_Exercise:_
Set down every line below, word for word.

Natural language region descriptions
=== Section Start ===
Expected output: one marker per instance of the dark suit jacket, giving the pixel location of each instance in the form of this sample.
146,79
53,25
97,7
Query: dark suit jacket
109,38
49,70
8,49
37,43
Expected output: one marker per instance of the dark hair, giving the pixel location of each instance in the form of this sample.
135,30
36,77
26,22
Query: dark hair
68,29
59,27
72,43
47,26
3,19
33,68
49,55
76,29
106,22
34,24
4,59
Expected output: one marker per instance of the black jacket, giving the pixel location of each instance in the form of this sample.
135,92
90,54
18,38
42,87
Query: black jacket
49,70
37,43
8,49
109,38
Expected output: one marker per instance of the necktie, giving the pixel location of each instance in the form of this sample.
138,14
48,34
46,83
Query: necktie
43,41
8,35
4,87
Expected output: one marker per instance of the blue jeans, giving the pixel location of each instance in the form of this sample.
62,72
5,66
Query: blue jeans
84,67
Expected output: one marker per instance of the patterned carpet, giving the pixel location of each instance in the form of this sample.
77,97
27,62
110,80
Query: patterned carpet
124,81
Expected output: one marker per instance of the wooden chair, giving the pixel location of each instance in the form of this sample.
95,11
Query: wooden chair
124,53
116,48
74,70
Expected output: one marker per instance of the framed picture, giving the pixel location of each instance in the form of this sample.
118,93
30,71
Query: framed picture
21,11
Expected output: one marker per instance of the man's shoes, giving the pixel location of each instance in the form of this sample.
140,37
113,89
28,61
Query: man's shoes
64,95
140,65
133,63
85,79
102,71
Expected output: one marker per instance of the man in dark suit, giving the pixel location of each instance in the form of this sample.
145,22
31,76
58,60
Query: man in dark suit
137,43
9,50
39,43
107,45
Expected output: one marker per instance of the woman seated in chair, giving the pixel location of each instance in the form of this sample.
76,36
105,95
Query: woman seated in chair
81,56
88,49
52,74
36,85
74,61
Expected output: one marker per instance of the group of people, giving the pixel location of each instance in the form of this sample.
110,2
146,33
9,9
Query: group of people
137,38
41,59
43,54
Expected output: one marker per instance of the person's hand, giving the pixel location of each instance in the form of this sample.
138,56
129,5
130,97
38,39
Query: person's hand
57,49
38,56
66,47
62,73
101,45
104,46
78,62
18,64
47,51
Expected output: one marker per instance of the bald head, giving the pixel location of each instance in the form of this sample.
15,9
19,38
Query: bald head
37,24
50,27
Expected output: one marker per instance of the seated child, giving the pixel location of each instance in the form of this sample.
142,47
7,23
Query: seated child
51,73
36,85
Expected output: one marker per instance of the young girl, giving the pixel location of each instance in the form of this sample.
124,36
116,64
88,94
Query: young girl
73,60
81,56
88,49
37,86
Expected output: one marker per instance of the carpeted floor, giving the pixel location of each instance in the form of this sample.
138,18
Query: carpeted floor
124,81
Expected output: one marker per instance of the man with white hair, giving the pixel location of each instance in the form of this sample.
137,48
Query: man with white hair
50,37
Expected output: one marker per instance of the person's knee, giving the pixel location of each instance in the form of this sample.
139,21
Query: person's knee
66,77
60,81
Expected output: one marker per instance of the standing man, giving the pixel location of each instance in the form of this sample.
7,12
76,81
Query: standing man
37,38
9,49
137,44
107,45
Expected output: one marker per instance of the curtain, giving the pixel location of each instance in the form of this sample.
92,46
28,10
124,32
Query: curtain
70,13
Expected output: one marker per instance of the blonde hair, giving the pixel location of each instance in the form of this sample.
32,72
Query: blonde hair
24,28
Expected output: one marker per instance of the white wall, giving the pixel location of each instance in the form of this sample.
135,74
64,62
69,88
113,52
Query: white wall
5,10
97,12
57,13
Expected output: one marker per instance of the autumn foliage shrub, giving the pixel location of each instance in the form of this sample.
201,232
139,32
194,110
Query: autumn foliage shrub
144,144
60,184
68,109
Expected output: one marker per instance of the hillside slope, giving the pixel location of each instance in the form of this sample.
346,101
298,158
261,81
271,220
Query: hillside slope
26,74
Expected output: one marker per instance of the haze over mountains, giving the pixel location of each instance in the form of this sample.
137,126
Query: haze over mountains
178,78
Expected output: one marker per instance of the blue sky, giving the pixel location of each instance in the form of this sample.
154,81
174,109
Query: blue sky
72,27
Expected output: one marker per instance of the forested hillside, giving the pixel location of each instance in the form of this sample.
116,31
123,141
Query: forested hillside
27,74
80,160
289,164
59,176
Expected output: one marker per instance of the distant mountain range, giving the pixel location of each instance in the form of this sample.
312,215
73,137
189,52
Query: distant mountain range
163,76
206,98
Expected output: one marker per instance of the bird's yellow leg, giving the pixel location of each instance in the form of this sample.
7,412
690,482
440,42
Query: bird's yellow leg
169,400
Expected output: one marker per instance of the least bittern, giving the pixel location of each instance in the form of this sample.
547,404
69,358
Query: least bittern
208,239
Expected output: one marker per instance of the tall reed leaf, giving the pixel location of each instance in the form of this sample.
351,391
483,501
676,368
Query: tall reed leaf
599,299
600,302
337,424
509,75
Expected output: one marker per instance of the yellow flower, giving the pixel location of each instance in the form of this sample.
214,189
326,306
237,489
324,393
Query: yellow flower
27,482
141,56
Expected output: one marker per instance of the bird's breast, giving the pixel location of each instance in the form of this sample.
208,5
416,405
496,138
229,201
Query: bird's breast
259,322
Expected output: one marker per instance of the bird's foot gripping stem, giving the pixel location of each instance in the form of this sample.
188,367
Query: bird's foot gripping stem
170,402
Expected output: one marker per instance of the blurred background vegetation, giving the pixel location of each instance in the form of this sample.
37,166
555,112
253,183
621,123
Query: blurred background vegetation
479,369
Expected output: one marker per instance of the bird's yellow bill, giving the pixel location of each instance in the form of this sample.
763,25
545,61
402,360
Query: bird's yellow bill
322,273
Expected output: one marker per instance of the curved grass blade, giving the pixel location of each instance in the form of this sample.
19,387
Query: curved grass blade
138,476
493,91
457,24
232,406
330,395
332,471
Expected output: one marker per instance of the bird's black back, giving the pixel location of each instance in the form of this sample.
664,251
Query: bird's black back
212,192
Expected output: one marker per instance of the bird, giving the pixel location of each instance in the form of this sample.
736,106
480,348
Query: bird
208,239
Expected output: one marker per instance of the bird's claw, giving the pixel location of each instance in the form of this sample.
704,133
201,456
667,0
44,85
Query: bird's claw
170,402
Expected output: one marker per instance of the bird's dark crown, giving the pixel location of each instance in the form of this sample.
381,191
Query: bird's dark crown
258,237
=== Section End ===
_Solution to this exercise:_
Expected output: one marker per instance of the dark suit jacket, giving the pixel location of each instance in the form of this sample.
146,79
53,25
97,7
Query: dark suit jacket
109,38
49,70
8,49
37,43
Expected output: one marker per instance of the dark hair, giving the pixel location of each instance in the form of this sample.
135,30
36,77
26,22
Query: dark hair
68,29
59,27
72,43
47,26
3,19
33,68
49,55
76,29
106,22
34,24
4,59
Expected output: one marker per instance of the black jacket, giving the pixel location of each instance in the form of this sample.
135,92
90,54
18,38
42,87
Query: black jacket
49,70
37,43
8,49
109,38
Expected output: one marker per instance of the necktie, giving the pixel location of each instance in the form of this sample.
138,14
48,34
46,83
Query: necktie
43,41
8,35
4,87
Expected output: one marker per instance of the blue jeans, giving the pixel location of each instance in the form of this sample.
62,72
5,66
Query: blue jeans
84,67
Expected output: one marker per instance of the patterned carpet, giving the pixel location of each instance in the form of this sample.
77,97
27,62
110,80
Query: patterned carpet
124,81
Expected output: one marker per instance of the wooden chair, giving the pixel location of each instance in the form of this sample.
95,11
Query: wooden chair
124,53
116,48
74,70
Expected output: one marker per instance of the framed picture, giving the pixel location of each instance in the form of this sample.
118,93
30,71
Query: framed picture
21,11
Expected output: one marker per instance of the man's shoes, giving the pixel location of each instance in the form of this sample.
140,37
113,89
28,61
Query: man's shoes
64,95
140,65
133,63
85,79
102,71
Expected output: one marker per instance of the man in dark suit, giving the pixel location of each instance in the form of this sample.
145,22
31,76
58,60
Query: man in dark suit
137,43
9,50
39,43
107,45
Expected output: one marker per instance of the woman seated in chair, giving the pixel location of each instance in the form of this sample.
76,36
105,95
Query: woman seated in chair
81,56
88,49
52,74
36,85
74,61
Expected output: one marker per instance of the group of people, giving the pixel location of each instance in the form of this sample.
110,2
146,33
9,9
Query: group of people
137,38
41,59
43,54
Expected output: one marker per instance of the person's hand, giving the pixel location of each instance in the form of this sample.
138,56
129,5
130,97
38,39
Query: person's hand
57,49
38,56
66,47
62,73
101,45
104,46
78,62
18,64
47,51
Expected output: one marker per instance of the bald head, giving the pixel location of each instance in the form of this sample.
15,9
19,38
Query: bald head
37,24
50,27
Expected output: one marker per instance of the seated child, giving the pixel location of each instance in the form of this sample.
142,47
7,23
Query: seated child
51,73
36,85
Expected output: one marker per instance of the young girl, giving the pixel location of each instance in the form of this sample.
124,36
116,64
88,94
Query: young girl
73,60
81,56
88,49
37,86
Expected output: one marker per instance of the carpeted floor, giving the pixel location of each instance in the form of this sample.
138,18
Query: carpeted floor
124,81
Expected output: one marker per instance of the man with white hair, giving the pixel location of each instance in the form of this sample.
137,48
Query: man with white hair
50,37
Expected output: one marker per instance of the person's knee, giving the pixel location of each instance in the form of this sample.
139,21
Query: person's knee
66,77
60,81
Expected output: one marker per instance of the standing man, giving the pixel location of each instance in the form of this sample.
7,12
76,81
Query: standing man
37,38
9,49
137,44
107,45
Expected output: one marker per instance of the curtain, giving the pixel location of each instance in the form of this sample.
92,46
28,10
124,32
Query: curtain
70,13
Expected output: one marker per instance of the blonde hair, giving the pixel location of each instance in the form of this sample.
32,72
Query: blonde hair
24,28
Expected output: one marker per instance of the white wall, giving the pixel location of each instance in the form of this sample.
135,74
64,62
69,88
113,52
Query: white wall
5,10
97,12
57,13
Expected output: one marker per instance of the autumn foliage shrub, giving the pixel location of each instance in the form of this sample.
201,232
139,32
194,110
Query: autumn foliage shrub
144,144
60,184
68,109
Expected output: one marker per instance of the hillside slope, giving the pixel location of each instance in the form of this sample.
346,101
298,158
261,81
271,220
Query: hillside slope
26,74
Expected output: one marker per instance of the haze over mountains, giving the pixel location of each instance in the form of this sample.
137,126
Query: haze over mountains
178,78
Expected output: one marker per instance of the blue sky, giving the pixel location of each instance in the form of this sample.
154,81
174,109
Query: blue sky
72,27
Expected output: one marker per instance of the forested hillside, giving the pixel location of each instance in the form of this sample.
116,31
123,141
Query: forested hillside
27,74
80,160
289,164
59,176
Expected output: one marker per instance of the distant mountain range, giving the pixel location of each instance in the form of this sample.
312,215
73,137
189,52
Query: distant mountain range
163,76
206,98
Expected output: one marker per instance of the bird's yellow leg, giving the pixel location of each instance in the form of this sample.
7,412
690,482
440,42
Query: bird's yellow leg
169,400
Expected output: one marker per instance of the least bittern, giving the pixel location of each instance in the form of this sample.
547,404
69,358
Query: least bittern
208,239
Expected output: one marker per instance of the tall reed leaf, giving the pixel location of each instance in the form of this sample.
351,391
483,501
676,368
Query: tall reed leaf
599,299
600,302
337,424
509,75
Expected output: one marker per instance of the yellow flower, giving the pixel location of each instance in the form of this sample.
214,189
326,306
237,489
324,393
Query: yellow flower
27,482
141,56
Expected output: one marker per instance of the bird's breast, giving the pixel location of each instance in the form of this sample.
208,5
416,405
496,138
229,201
Query: bird's breast
259,322
Expected output: one marker per instance of the bird's foot gripping stem, giving the pixel location of each instance in the form of this sample.
188,367
Query: bird's foot gripping stem
170,402
Expected output: one marker per instance of the blurred background vegetation, giving the pixel location of each instance in the form of this sample.
37,166
555,112
253,183
621,123
Query: blurred background vegetation
479,369
Expected output: one marker per instance of the bird's yellow bill, giving the pixel location of each instance in the form of this sample.
763,25
545,61
402,360
Query: bird's yellow bill
322,273
Expected output: one marker per instance of the curved grass blade, giving the pixel location of each instance in the form of this sample.
19,387
Query: curved grass blade
138,476
493,91
457,24
232,406
330,395
332,471
Expected output: one marker per instance of the bird's black back, giving the pixel location of each instance in the form of this sample.
664,251
Query: bird's black back
212,192
Expected output: one marker per instance of the bird, giving the pixel location of each instance in the form of this sample.
736,106
480,348
Query: bird
208,239
Expected output: one marker per instance of the bird's claw, giving the pixel location of each instance in the form of this sample.
704,133
201,456
667,0
44,85
Query: bird's claw
170,402
Expected output: one marker per instance of the bird's dark crown, giving the pixel location of each instance in the form of this sample.
381,191
Query: bird's dark crown
258,237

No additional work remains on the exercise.